## Yapılacak Görev
Ramazan'da parasız kalan ev arkadaşlarını anlatan aşağıdaki metni, son cümlesinden sonra sürdürün.

## Seçilen Metin
- - -
İlk yarı yılı sorunsuz geçirmiştik. Mart ayında arkadaşımızdan birinin annesi vefat edince kira parasını arkadaşımıza verip memleketine gönderdik. Ramazan gelmişti, elimizde para kalmamıştı. Ramazan olduğu için sokaklarda lokma da dökülmüyordu...
Kira günü geçtikçe korkumuz artıyordu. Yarım günlük iş aramaya başladık. Ramazanın ilk haftasıydı, iftar için köyden getirdiğimiz tarhanayı yağsız hazırlıyorduk. Bir yandan da apartmanı saran yemek kokuları açlığımızı iyice artırıyordu. Ben çorbayı hazırlarken arkadaşım da bir soğanı dilimleyip, tuzladı. Salatamız da hazırdı. İftara yarım saat vardı.
- - -
## Veri Kayıtları
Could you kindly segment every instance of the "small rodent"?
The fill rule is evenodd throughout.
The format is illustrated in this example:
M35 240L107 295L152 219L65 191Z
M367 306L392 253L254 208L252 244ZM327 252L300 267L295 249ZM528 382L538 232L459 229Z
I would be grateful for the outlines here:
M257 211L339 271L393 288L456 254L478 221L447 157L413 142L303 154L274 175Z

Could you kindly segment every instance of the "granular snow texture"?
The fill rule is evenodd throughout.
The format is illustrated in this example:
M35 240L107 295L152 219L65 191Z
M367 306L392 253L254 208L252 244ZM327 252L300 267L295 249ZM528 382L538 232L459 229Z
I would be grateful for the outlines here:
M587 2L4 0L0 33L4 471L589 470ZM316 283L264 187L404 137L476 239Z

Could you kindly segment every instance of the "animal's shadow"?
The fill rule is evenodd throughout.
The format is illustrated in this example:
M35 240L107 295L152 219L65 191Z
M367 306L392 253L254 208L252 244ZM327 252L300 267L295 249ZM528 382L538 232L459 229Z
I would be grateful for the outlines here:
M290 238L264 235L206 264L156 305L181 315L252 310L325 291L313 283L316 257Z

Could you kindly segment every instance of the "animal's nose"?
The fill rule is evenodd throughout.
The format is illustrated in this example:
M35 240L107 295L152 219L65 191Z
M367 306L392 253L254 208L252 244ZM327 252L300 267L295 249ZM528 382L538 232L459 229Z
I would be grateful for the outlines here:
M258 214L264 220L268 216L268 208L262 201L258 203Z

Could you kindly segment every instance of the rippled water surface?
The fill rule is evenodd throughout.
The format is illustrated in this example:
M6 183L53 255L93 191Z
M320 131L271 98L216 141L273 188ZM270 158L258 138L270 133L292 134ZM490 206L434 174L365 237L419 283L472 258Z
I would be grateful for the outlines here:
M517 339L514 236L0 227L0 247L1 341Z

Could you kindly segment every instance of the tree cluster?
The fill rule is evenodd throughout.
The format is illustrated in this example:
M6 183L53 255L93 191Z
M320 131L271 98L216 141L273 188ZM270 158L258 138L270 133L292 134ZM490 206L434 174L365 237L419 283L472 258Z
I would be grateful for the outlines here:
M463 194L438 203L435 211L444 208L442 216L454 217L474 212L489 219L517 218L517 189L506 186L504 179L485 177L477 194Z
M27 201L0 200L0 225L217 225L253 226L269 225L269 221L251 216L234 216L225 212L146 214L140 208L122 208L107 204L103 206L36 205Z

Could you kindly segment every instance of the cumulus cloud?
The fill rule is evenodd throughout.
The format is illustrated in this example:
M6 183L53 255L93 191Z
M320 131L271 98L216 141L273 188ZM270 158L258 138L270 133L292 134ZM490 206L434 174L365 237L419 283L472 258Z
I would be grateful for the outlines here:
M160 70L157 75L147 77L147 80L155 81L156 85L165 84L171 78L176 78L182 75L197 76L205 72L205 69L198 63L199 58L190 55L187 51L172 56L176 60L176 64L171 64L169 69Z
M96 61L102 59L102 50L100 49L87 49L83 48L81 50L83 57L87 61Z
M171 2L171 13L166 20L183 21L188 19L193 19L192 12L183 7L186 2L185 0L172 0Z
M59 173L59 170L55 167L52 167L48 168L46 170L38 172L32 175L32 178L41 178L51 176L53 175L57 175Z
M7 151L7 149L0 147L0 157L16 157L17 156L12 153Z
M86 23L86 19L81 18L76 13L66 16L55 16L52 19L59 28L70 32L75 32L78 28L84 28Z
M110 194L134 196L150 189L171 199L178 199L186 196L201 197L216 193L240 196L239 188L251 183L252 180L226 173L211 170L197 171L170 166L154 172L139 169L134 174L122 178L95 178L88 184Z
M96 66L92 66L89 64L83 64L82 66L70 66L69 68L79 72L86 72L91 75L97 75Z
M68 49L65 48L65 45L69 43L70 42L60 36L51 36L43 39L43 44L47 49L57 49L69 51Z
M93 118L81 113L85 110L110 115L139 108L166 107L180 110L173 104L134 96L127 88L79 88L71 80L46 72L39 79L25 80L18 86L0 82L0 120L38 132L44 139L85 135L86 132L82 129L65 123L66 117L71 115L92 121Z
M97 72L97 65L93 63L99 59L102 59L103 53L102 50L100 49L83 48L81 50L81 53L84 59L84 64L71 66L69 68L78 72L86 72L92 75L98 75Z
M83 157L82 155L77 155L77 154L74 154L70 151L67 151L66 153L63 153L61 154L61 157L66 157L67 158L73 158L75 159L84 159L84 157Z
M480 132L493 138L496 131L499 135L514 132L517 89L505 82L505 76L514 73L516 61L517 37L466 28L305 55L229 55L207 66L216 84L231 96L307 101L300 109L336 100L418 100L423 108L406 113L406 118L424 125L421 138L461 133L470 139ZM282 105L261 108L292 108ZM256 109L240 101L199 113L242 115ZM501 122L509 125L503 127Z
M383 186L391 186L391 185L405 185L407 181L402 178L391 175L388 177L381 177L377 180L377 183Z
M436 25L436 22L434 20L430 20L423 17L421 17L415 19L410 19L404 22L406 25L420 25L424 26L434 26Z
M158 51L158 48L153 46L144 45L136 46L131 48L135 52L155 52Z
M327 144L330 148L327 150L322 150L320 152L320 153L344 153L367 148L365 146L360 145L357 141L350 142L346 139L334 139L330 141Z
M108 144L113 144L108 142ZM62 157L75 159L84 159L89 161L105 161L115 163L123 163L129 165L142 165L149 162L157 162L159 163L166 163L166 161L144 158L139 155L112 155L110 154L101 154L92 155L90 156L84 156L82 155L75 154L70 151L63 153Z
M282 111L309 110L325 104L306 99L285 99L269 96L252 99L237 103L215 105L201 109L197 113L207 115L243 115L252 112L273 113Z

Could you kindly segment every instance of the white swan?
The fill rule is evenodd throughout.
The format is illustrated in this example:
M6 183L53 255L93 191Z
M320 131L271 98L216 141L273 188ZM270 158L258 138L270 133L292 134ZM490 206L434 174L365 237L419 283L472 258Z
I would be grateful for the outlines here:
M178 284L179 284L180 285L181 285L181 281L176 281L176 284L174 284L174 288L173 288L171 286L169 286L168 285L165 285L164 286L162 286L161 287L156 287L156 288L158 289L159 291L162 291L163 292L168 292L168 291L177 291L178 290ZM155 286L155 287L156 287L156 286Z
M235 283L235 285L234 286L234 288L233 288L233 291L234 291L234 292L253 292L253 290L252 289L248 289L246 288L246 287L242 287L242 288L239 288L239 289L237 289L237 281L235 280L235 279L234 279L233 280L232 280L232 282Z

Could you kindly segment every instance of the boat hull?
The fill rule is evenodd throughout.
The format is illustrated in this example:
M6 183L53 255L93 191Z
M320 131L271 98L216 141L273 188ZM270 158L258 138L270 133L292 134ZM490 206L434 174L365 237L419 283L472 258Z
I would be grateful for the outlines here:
- - -
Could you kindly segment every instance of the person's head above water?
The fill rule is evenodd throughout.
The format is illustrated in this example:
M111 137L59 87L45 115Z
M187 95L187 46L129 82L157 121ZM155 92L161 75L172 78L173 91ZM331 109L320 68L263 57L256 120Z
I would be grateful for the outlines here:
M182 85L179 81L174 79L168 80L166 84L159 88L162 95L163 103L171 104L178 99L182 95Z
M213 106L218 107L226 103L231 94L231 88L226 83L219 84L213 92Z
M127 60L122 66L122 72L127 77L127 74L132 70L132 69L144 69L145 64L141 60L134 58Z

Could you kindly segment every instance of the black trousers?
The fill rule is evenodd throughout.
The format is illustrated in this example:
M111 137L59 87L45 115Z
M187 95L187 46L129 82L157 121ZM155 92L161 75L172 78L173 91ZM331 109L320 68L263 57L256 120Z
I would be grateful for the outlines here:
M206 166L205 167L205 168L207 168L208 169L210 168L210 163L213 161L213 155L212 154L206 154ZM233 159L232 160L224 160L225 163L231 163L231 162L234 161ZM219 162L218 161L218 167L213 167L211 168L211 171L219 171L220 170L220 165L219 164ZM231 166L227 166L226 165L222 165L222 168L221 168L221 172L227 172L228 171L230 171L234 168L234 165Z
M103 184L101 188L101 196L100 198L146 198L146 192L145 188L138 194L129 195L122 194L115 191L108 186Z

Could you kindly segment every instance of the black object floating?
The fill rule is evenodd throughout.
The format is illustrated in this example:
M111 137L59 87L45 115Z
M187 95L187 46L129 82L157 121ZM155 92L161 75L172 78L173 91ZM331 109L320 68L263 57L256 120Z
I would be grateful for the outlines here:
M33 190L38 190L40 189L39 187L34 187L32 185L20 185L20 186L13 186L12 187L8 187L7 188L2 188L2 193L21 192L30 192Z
- - -
## Görev Yanıtı
Biz bu gariban halimize, lüks bir restoranda yemeğe gelmiş hayali katarak soframızı hazırlarken zil çaldı. Belki komşunun biri bir tabak yemek getirmiştir diye kapıyı açtım! Ev sahibi cimri Ahmet amca kapıdaydı, “Kızım kirayı tam on gün geciktirdiniz. Ben size ta baştan böyle bir şeye müsamaha göstermeyeceğimi söylemiştim” diye bağırınca; “Lütfen içeriye buyurun, içerde konuşalım” dedim.
Aslında ne söyleyeceğimi bilmiyordum. Sadece komşular kirayı ödemediğimizi duysun istemiyordum. Ahmet amca aynı ses tonuyla arkadaşım da duysun diye başını içeriye uzatarak, “Mazeret dinlemem, yarın kirayı dükkana getirin” dedi. İçeriye bakarken bir an durakladı. “Yarın sizi dükkana bekliyorum” deyip gitti.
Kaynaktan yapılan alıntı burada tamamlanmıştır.